Please put every line of the listing below into a numbered list, leaving out any blank lines.

— BEGIN DATA RECORDS —

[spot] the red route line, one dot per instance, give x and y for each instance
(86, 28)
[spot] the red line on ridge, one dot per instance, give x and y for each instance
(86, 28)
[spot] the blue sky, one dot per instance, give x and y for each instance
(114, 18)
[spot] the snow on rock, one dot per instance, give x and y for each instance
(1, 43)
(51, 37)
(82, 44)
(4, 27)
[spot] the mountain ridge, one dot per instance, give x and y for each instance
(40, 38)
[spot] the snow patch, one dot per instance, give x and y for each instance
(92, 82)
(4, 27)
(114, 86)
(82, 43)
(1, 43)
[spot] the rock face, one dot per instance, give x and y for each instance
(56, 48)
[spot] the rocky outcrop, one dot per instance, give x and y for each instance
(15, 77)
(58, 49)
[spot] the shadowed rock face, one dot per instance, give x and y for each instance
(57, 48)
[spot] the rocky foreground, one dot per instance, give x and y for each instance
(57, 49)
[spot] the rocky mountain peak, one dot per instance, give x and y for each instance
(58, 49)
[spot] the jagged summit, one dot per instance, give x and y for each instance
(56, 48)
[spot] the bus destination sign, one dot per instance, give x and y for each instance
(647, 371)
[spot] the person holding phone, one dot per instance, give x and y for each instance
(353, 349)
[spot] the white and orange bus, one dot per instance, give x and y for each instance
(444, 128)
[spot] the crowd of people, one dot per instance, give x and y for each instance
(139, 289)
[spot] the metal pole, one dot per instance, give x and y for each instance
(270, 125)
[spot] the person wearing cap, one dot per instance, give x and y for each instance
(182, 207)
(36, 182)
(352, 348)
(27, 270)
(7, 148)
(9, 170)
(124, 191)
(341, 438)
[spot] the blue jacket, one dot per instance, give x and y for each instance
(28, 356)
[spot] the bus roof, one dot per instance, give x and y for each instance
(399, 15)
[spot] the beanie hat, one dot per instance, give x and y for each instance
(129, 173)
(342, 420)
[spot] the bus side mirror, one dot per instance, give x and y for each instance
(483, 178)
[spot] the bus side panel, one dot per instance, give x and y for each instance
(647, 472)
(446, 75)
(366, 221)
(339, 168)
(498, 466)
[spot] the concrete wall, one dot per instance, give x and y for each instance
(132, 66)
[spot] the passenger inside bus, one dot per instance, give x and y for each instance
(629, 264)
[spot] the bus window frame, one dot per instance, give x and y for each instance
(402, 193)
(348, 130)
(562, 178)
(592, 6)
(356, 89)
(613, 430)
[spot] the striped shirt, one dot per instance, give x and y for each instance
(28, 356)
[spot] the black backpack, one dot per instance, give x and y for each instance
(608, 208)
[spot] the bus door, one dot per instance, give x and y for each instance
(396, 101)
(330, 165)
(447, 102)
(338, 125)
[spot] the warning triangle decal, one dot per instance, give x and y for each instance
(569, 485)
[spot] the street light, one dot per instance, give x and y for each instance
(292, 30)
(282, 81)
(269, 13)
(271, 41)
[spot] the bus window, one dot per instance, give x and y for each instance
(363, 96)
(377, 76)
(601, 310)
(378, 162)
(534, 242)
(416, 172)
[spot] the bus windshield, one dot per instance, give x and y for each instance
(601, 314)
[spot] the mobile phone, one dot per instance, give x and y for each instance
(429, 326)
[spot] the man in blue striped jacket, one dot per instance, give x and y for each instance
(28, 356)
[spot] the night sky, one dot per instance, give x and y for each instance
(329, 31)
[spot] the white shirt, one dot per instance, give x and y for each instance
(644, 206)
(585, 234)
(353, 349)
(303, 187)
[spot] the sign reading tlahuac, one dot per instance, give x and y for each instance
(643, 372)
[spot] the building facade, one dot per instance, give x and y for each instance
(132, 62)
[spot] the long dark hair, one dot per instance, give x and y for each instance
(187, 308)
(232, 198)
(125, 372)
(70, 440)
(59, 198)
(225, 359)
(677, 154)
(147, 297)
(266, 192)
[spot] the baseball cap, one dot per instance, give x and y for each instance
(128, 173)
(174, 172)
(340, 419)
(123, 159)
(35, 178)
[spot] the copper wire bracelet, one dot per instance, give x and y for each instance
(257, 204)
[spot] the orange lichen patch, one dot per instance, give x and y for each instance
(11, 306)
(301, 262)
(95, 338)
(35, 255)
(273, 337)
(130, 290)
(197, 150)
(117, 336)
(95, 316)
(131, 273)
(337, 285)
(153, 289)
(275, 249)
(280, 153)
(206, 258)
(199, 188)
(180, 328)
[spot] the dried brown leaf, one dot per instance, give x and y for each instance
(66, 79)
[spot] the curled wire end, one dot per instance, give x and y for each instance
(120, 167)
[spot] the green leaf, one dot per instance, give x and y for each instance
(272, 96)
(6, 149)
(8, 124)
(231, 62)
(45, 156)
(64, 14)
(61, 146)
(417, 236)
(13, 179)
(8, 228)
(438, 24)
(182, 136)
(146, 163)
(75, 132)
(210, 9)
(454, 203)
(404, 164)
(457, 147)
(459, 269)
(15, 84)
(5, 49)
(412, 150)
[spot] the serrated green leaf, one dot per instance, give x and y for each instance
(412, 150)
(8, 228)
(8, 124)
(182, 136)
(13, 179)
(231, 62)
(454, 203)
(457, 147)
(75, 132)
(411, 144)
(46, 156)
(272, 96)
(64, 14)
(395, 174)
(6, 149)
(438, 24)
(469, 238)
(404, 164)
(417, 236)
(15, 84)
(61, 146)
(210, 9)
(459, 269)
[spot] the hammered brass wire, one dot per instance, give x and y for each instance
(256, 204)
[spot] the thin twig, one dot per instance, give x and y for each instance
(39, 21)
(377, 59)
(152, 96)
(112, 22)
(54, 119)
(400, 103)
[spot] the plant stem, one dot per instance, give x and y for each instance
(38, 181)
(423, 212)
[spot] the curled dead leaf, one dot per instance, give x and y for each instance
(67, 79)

— END DATA RECORDS —

▶ _EXERCISE SOLUTION_
1. [spot] the red route line, one dot per instance, give x and y for each instance
2. (86, 28)
3. [spot] the red line on ridge, one dot per instance, give x and y for each instance
4. (86, 28)
5. [spot] the blue sky, one dot per instance, give x and y for each instance
6. (114, 18)
7. [spot] the snow on rock, one dot per instance, give x and y for each instance
8. (1, 43)
9. (51, 37)
10. (82, 44)
11. (4, 27)
12. [spot] the mountain ridge, one dot per instance, give x and y for each instance
13. (40, 38)
14. [spot] the snow patch, one dot per instance, give x and y for each instance
15. (92, 82)
16. (4, 27)
17. (114, 86)
18. (82, 43)
19. (1, 43)
20. [spot] the rock face, one dot per instance, give x and y for each instance
21. (56, 48)
22. [spot] the rocky outcrop, one dot per instance, give x and y for each instance
23. (15, 77)
24. (58, 49)
25. [spot] the shadowed rock face, one dot per instance, give x and y for each instance
26. (57, 48)
27. [spot] the rocky foreground, one dot per instance, give x and y for each instance
28. (57, 49)
29. [spot] the rocky mountain peak, one dot per instance, give x and y for each instance
30. (58, 49)
31. [spot] the jagged summit, one dot per instance, give x and y for each instance
32. (56, 48)
33. [spot] the bus destination sign, one dot per instance, give x and y for each instance
34. (647, 371)
35. [spot] the person holding phone, one dot per instance, give x and y for each instance
36. (353, 349)
37. [spot] the white and orange bus, one dot per instance, give x and y for each instance
38. (444, 128)
39. [spot] the crowd of people, one dot per instance, give x and y for each instance
40. (139, 289)
41. [spot] the metal pole, one dot per instance, give x and y for each instance
42. (270, 125)
43. [spot] the person wearing cap, one dot per instance, give x and y for each instance
44. (182, 207)
45. (36, 182)
46. (352, 348)
47. (27, 270)
48. (7, 148)
49. (9, 170)
50. (124, 191)
51. (341, 438)
52. [spot] the blue jacket, one dot per instance, give x and y for each instance
53. (28, 356)
54. [spot] the bus roof, one dot per instance, give x and y for each instance
55. (399, 15)
56. [spot] the beanie hat, one dot per instance, give x and y for each instance
57. (129, 173)
58. (342, 420)
59. [spot] the bus side mirror, one dot per instance, give x and y for each instance
60. (483, 178)
61. [spot] the bus side panel, one dot per instance, give x and y for each instance
62. (647, 472)
63. (446, 75)
64. (366, 221)
65. (339, 168)
66. (498, 466)
67. [spot] the concrete wall, one dot per instance, give x and y for each instance
68. (132, 66)
69. [spot] the passenger inside bus, one dot per instance, give x and y for each instance
70. (629, 264)
71. [spot] the bus window frame, one dot per instance, give x and y for each instance
72. (402, 193)
73. (348, 130)
74. (562, 178)
75. (592, 6)
76. (356, 89)
77. (613, 430)
78. [spot] the striped shirt, one dot per instance, give x and y for each instance
79. (28, 356)
80. [spot] the black backpack, one dot per instance, give x and y for each instance
81. (608, 208)
82. [spot] the bus door, one dot per instance, give x and y for each instance
83. (396, 101)
84. (330, 165)
85. (447, 102)
86. (338, 125)
87. [spot] the warning triangle decal, one dot per instance, give x and y for each instance
88. (569, 485)
89. [spot] the street light, one dot per instance, give x and y for each instance
90. (292, 30)
91. (282, 81)
92. (269, 13)
93. (271, 41)
94. [spot] the bus window, one dot per instance, give x and y for each instance
95. (363, 96)
96. (377, 76)
97. (601, 310)
98. (378, 162)
99. (534, 242)
100. (416, 172)
101. [spot] the bus windshield, one dot per instance, give x and y for each instance
102. (601, 314)
103. [spot] the mobile phone, one dot per instance, give x and y for each instance
104. (429, 326)
105. [spot] the man in blue striped jacket, one dot per instance, give x and y for each instance
106. (28, 356)
107. [spot] the night sky, one dot per instance, give x and y for each instance
108. (329, 31)
109. [spot] the white shirt, one dot per instance, give x and y for each instance
110. (644, 206)
111. (585, 234)
112. (353, 349)
113. (303, 187)
114. [spot] the sign reading tlahuac, one dot per instance, give x and y for each instance
115. (643, 372)
116. [spot] the building facade, one dot per instance, give x and y for each instance
117. (132, 62)
118. [spot] the long dark hair, one dot per instance, give x and y for each instance
119. (187, 308)
120. (232, 198)
121. (125, 372)
122. (70, 440)
123. (59, 198)
124. (225, 359)
125. (677, 154)
126. (147, 297)
127. (266, 192)
128. [spot] the baseball cap, one dot per instance, give x and y for each instance
129. (128, 173)
130. (174, 172)
131. (340, 419)
132. (123, 159)
133. (35, 178)
134. [spot] the copper wire bracelet, one dot per instance, give x and y for each instance
135. (257, 204)
136. [spot] the orange lichen patch, one dot per instance, give x and y for each instance
137. (11, 306)
138. (301, 262)
139. (95, 338)
140. (35, 255)
141. (273, 337)
142. (130, 290)
143. (197, 150)
144. (117, 336)
145. (95, 316)
146. (131, 273)
147. (337, 285)
148. (153, 289)
149. (275, 249)
150. (280, 153)
151. (206, 258)
152. (199, 188)
153. (180, 328)
154. [spot] the dried brown leaf, one dot per instance, give x and y for each instance
155. (66, 79)
156. [spot] the curled wire end, one dot per instance, give x and y for each instance
157. (120, 167)
158. [spot] the green leaf, one dot per instance, give x and y for each instance
159. (272, 96)
160. (6, 149)
161. (8, 124)
162. (231, 62)
163. (45, 156)
164. (64, 14)
165. (61, 146)
166. (417, 236)
167. (13, 179)
168. (8, 228)
169. (438, 24)
170. (182, 136)
171. (146, 163)
172. (75, 132)
173. (210, 9)
174. (454, 203)
175. (404, 164)
176. (457, 147)
177. (459, 269)
178. (15, 84)
179. (5, 49)
180. (412, 150)
181. [spot] the serrated green leaf, one dot per instance, give x and y for each instance
182. (412, 150)
183. (8, 228)
184. (8, 124)
185. (182, 136)
186. (13, 179)
187. (231, 62)
188. (454, 203)
189. (457, 147)
190. (75, 132)
191. (411, 144)
192. (46, 156)
193. (272, 96)
194. (64, 14)
195. (395, 174)
196. (6, 149)
197. (438, 24)
198. (469, 238)
199. (404, 164)
200. (417, 236)
201. (15, 84)
202. (61, 146)
203. (210, 9)
204. (459, 269)
205. [spot] the hammered brass wire, one dot per instance, give x and y for each instance
206. (256, 204)
207. [spot] the thin twig, one dot per instance, give x and y for each instance
208. (39, 21)
209. (377, 59)
210. (152, 96)
211. (112, 22)
212. (54, 119)
213. (400, 103)
214. [spot] the plant stem, one dot per instance, give x and y for each instance
215. (38, 181)
216. (423, 212)
217. [spot] the curled dead leaf, one dot per instance, give x and y for each instance
218. (67, 79)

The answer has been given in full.